Bagian Teks:
+-------+

KERUGIAN MANUSIA DAN PENGECUALIANNYA MENERAPKAN KAIDAH ALIF LAM (ال) DALAM SURAH AL-ASHR


A. Pendahuluan
Surat ini adalah surat makiyah. Demikian pendapat ulama kecuali segelintir dari mereka. Tema utama adalah tentang pentingnya manfaat bagi diri sendiri dan orang lain. Sebab jika tidak, maka kerugian dan kecelakaan yang menanti mereka

Imam Syafi’I menilai surat ini sebagai salah satu surat yang paling penting sempurna petunjuknya. Menurut beliau seandainya umat islam memikirkan kandungan surat ini, niscaya ( petunjuk-petunjuknya) mencukupi mereka.

Surat ini merupakan surat ke-13 dari segi penurunan turunya, ia turun sesudah alam nasyrah dan sebelum surat al-adiyat. Ayat-ayat ini disepakati berjumlah 3 ayat

B. Tafsir Surat Al-Ashr ayat 1-2
وَالْعَصرِ . اِنَّ الإِنْسَنَ لَفِى خُسْرٍ .
Artinya: 1. Demi masa 2. Sesungguhnya manusia itu benar-benar dalam kerugian.

+-------+

Soal Latihan:
Salin persis bagian teks tentang Surah Al-Ashr, mulai dari kata-kata "Imam Syafi’I menilai" dan berhenti sesudah "لَفِى خُسْرٍ .". Catatan yang menyusul tidak ada kaitannya dengan hal ini.

Cuplikan catatan dataset tentang menunjuk objek:
+-------+

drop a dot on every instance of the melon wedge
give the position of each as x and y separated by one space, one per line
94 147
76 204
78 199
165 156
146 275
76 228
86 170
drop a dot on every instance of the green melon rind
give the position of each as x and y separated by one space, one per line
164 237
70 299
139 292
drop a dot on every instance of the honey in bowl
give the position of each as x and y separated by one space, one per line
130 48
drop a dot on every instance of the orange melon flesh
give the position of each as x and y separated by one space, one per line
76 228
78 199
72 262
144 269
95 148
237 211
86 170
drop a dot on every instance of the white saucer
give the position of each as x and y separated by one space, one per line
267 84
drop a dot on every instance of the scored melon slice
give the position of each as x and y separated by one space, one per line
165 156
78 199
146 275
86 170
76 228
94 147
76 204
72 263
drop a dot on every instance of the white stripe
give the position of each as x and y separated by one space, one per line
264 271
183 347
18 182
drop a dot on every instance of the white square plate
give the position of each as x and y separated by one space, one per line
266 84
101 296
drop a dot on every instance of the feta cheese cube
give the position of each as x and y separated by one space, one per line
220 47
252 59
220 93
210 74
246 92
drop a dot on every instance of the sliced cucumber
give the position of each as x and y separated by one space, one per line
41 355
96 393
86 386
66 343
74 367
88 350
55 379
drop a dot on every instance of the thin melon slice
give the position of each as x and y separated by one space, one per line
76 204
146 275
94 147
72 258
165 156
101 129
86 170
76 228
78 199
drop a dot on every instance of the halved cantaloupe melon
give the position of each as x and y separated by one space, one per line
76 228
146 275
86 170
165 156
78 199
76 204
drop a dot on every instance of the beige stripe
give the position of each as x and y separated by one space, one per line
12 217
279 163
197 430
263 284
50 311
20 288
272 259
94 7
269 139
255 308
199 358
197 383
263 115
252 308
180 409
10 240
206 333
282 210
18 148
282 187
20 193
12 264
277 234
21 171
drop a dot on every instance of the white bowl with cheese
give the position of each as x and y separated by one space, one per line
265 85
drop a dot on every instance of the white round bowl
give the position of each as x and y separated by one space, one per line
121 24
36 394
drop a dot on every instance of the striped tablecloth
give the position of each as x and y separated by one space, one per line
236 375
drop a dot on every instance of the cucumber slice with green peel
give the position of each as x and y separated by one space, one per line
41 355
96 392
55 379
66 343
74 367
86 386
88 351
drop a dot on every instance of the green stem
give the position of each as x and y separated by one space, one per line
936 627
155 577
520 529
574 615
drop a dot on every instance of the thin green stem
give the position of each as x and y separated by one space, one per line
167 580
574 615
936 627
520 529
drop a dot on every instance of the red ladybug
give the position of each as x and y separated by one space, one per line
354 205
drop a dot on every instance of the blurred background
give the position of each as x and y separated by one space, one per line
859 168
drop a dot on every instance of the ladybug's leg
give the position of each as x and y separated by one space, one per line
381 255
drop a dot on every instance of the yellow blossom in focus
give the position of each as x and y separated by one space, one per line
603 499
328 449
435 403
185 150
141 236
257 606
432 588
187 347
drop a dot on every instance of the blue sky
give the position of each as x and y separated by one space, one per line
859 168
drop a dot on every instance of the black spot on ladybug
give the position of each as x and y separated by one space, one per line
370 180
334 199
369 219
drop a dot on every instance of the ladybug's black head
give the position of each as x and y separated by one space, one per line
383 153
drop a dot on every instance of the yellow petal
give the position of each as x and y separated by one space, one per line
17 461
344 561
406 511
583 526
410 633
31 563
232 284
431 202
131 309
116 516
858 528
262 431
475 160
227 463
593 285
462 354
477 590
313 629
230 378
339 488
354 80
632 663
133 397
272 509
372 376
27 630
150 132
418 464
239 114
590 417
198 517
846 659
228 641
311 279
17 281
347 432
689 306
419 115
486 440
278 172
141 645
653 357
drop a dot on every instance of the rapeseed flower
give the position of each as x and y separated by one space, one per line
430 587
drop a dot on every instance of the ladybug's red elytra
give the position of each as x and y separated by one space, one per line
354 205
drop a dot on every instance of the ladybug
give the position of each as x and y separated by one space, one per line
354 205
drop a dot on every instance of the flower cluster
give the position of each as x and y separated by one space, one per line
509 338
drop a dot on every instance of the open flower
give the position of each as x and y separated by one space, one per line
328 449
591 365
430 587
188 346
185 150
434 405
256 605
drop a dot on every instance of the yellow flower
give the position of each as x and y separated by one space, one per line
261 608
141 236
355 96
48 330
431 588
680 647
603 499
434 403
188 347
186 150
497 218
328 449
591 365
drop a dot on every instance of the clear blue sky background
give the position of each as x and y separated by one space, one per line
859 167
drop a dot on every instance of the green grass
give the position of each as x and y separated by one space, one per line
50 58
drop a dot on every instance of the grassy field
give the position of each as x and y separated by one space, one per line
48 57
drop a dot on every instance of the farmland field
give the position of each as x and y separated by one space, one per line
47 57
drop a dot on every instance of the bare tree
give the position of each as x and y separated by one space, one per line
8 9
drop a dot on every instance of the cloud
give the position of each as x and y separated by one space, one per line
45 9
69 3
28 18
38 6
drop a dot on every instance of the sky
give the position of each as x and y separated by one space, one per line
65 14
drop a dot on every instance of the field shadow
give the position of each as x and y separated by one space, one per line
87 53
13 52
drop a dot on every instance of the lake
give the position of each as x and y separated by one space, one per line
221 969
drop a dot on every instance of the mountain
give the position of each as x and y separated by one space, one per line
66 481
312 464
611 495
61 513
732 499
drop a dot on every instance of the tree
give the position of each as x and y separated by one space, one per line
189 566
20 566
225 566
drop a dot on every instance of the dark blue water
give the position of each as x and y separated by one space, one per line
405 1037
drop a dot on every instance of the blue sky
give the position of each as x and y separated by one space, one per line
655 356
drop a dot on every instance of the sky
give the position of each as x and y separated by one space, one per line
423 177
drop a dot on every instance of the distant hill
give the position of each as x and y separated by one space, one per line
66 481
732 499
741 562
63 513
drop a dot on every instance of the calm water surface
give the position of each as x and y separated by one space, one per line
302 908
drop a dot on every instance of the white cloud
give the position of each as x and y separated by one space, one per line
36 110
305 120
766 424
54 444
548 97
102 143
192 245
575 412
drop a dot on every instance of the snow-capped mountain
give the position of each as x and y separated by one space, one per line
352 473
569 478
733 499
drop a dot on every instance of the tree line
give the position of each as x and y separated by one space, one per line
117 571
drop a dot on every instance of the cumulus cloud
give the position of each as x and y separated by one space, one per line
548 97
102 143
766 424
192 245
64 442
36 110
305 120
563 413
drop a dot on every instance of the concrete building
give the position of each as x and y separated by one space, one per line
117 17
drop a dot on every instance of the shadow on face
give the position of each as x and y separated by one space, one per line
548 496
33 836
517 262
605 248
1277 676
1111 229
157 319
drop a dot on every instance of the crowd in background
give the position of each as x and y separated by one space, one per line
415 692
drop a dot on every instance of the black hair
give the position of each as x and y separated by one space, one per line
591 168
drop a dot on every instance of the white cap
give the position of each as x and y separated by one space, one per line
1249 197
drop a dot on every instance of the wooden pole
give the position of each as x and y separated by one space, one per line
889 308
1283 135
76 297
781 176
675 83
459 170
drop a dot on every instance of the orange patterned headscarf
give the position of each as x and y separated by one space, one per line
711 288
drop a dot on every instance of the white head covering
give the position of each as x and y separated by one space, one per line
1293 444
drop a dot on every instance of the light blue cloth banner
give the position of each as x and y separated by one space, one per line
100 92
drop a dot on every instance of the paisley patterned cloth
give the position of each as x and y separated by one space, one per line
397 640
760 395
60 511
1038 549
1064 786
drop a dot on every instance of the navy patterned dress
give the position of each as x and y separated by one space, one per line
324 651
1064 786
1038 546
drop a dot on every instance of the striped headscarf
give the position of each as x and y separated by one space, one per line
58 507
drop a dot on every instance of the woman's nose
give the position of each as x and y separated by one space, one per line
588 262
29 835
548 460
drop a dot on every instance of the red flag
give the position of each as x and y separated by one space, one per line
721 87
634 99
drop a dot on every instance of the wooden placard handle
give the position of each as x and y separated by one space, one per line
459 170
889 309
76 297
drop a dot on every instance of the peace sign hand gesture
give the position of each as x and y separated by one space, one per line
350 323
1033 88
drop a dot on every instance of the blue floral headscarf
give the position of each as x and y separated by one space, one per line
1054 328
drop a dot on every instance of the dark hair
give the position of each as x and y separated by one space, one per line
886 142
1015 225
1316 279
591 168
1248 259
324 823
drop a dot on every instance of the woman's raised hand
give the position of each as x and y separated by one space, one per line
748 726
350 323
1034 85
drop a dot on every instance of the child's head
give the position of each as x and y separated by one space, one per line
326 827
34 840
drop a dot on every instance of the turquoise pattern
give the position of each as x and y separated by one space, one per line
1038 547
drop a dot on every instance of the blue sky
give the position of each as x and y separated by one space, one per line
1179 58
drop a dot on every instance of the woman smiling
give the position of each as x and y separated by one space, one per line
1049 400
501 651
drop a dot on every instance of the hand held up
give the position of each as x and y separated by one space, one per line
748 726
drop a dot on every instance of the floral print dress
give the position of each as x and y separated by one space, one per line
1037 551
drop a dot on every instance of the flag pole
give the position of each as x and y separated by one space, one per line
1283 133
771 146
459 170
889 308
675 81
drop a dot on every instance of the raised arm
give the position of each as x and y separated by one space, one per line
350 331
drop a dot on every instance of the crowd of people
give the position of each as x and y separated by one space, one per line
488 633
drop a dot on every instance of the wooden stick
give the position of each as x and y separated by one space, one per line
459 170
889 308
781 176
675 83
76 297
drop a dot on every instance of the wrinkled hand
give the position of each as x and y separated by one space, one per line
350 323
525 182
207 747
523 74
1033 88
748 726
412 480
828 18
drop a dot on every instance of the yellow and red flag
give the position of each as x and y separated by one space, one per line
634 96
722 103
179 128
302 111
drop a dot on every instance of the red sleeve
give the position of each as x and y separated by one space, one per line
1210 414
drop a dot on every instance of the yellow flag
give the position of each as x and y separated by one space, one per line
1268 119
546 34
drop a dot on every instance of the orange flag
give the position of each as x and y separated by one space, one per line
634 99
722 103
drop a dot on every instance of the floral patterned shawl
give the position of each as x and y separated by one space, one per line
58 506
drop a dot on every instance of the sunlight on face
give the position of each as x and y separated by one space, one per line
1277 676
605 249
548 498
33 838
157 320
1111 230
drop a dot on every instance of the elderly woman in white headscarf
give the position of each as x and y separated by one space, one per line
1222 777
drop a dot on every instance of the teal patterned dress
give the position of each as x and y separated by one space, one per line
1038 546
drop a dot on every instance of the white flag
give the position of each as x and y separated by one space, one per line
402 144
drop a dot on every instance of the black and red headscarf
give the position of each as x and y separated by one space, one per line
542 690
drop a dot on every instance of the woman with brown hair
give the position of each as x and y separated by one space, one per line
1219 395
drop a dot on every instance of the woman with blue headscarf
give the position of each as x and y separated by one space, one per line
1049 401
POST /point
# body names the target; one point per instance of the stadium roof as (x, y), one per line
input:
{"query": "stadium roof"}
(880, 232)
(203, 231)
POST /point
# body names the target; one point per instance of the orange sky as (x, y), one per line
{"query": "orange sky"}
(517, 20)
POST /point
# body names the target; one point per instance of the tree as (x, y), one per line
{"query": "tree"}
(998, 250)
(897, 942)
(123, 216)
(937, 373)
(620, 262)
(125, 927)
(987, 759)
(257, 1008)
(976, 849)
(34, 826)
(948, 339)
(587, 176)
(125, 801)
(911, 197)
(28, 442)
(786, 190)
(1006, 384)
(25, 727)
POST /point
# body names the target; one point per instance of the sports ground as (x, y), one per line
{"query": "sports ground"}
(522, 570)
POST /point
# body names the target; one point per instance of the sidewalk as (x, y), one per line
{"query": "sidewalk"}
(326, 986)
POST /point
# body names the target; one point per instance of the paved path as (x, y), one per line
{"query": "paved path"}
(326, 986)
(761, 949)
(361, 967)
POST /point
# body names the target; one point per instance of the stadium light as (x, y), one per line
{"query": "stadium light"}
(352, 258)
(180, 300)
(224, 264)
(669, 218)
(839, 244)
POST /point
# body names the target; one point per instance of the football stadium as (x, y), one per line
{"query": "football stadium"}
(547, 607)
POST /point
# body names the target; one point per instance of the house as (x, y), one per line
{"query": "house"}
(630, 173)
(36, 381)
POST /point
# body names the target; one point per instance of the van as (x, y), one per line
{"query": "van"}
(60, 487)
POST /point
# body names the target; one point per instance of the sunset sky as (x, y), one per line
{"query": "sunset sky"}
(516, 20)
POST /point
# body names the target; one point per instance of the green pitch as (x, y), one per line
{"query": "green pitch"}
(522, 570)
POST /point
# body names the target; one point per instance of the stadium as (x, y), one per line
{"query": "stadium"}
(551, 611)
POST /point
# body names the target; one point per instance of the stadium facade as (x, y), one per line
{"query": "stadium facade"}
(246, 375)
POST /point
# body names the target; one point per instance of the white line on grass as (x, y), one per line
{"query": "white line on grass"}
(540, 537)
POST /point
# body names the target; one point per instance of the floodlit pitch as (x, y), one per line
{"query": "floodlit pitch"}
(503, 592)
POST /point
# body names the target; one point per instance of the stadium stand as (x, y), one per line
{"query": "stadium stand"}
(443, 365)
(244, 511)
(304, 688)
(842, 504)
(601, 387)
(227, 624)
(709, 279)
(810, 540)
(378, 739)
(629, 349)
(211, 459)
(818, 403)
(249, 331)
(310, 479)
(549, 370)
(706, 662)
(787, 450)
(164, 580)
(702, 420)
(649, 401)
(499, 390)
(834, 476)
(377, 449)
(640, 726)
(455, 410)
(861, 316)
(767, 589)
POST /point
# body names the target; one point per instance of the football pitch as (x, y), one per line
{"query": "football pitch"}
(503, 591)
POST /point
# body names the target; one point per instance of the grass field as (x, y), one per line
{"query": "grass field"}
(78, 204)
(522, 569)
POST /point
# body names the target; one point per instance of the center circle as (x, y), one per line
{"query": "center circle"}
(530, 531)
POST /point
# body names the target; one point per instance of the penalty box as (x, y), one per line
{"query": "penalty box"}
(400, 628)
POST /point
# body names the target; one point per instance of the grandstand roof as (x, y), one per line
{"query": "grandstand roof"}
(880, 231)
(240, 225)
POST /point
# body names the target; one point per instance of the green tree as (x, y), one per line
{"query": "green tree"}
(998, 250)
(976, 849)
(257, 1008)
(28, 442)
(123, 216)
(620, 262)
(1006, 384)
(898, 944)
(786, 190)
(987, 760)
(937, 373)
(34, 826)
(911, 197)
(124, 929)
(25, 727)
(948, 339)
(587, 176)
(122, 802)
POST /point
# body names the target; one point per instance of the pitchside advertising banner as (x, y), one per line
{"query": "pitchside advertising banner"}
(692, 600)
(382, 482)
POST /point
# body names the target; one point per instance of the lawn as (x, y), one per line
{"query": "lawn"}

+-------+

Jawaban Tertulis:
Imam Syafi’I menilai surat ini sebagai salah satu surat yang paling penting sempurna petunjuknya. Menurut beliau seandainya umat islam memikirkan kandungan surat ini, niscaya ( petunjuk-petunjuknya) mencukupi mereka.

Surat ini merupakan surat ke-13 dari segi penurunan turunya, ia turun sesudah alam nasyrah dan sebelum surat al-adiyat. Ayat-ayat ini disepakati berjumlah 3 ayat

B. Tafsir Surat Al-Ashr ayat 1-2
وَالْعَصرِ . اِنَّ الإِنْسَنَ لَفِى خُسْرٍ .